─── Exercise materials

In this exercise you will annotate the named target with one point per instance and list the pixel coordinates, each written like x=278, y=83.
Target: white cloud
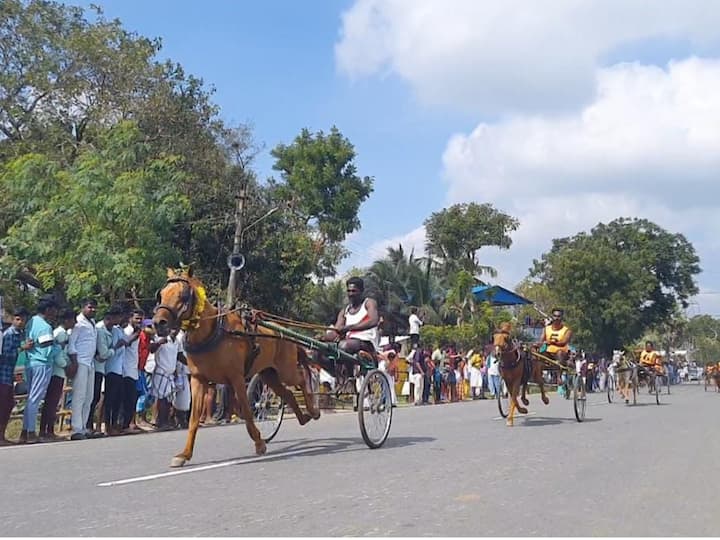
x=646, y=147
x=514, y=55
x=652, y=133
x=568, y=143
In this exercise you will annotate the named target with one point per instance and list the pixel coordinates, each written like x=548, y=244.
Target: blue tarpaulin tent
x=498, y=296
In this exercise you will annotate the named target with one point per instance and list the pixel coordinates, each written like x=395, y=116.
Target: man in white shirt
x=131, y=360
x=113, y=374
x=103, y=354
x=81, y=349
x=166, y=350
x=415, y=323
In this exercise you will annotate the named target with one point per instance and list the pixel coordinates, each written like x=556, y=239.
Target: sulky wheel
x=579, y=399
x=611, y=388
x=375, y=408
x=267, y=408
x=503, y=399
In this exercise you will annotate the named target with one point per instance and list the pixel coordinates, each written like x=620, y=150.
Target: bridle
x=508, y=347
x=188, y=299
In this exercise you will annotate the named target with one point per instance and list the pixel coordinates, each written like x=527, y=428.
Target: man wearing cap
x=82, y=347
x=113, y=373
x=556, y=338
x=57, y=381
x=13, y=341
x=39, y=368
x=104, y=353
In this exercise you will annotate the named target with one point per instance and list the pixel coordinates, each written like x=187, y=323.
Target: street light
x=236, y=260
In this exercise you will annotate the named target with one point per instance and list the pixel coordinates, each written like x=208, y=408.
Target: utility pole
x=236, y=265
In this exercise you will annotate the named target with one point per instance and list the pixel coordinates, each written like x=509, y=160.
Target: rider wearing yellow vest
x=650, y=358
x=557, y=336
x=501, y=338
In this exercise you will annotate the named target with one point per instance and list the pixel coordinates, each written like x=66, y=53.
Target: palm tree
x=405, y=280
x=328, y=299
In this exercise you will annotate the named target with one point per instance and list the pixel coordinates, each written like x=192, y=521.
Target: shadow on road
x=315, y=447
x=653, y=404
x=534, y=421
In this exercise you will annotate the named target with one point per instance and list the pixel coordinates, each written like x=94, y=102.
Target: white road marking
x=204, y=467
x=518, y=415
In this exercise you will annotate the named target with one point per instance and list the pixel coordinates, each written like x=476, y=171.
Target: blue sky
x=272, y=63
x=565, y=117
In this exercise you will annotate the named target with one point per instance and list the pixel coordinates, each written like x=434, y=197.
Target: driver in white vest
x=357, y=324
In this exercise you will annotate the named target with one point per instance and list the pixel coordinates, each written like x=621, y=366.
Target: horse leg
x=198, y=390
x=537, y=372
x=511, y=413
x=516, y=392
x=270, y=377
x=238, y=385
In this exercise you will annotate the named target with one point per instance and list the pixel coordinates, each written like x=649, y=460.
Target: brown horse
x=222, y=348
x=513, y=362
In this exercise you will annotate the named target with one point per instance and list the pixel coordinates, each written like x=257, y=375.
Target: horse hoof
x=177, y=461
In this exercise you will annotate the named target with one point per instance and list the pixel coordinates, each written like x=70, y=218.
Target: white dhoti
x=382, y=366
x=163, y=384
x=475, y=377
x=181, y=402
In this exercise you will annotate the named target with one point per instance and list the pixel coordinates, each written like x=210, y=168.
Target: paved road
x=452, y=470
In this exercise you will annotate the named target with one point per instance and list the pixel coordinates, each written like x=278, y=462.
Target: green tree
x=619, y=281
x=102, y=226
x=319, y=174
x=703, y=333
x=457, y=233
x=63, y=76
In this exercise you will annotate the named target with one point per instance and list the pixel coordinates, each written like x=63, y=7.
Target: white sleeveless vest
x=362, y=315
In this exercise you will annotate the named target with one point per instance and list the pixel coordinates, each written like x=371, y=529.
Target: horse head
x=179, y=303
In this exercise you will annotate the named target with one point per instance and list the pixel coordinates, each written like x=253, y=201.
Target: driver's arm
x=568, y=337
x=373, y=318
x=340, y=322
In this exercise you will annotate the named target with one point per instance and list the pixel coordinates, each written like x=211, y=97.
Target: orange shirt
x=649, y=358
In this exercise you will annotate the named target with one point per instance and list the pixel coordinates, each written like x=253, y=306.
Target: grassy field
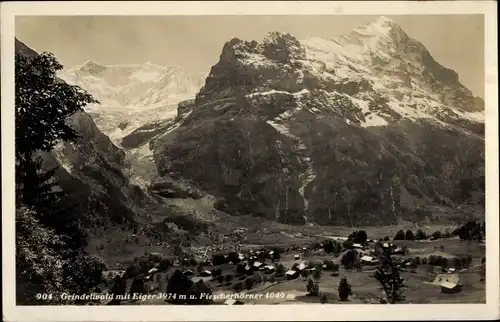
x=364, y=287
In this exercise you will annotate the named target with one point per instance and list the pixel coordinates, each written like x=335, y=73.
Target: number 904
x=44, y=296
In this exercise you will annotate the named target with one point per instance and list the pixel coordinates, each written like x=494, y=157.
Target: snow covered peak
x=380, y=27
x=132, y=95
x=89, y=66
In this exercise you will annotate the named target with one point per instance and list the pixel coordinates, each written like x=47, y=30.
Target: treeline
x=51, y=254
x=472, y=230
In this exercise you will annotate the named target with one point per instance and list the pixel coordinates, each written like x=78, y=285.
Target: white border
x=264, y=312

──────

What needs to be done
Of all the entries above, retype exactly the lines from the line with "like x=621, y=366." to the line with "like x=253, y=201.", both included, and no others.

Task response
In this exercise you will annotate the named target with one point per instance and list the pixel coordinates, each written like x=621, y=366.
Target: horse leg
x=198, y=390
x=537, y=372
x=511, y=413
x=516, y=392
x=270, y=377
x=238, y=385
In this exercise you will annotate the named target with one point per instance and list the pixel coordinates, each written like x=649, y=460.
Target: brown horse
x=222, y=348
x=513, y=362
In this exercise you will annotate the named target with one point per instance and list the pixel coordinates, each written like x=257, y=375.
Target: horse hoof
x=177, y=461
In this exercise you will annotate the named target with one point per instance and list the pixel coordinates, each written like x=70, y=218.
Target: white dhoti
x=382, y=366
x=163, y=384
x=475, y=377
x=181, y=402
In this exercise you will annotate the named target with one point per instance and list the pixel coordinates, each written like x=210, y=168.
Target: paved road
x=452, y=470
In this exercise you will annotate the named target with one point per instance and list the pixel coordinates, each written like x=278, y=462.
Target: green tree
x=619, y=281
x=102, y=226
x=319, y=174
x=703, y=333
x=457, y=233
x=63, y=76
In this exercise you will annotate the named target with one point per instance and list the pixel coordinates, each written like x=63, y=7.
Target: white sleeveless vest
x=362, y=315
In this exercise you will annotate the named target with one point per instance and list the pixel coordinates, each written like x=371, y=529.
Target: horse head
x=179, y=303
In this exercise you will annotate the named target with one point per instance and list the pixel coordinates, each written like x=253, y=201.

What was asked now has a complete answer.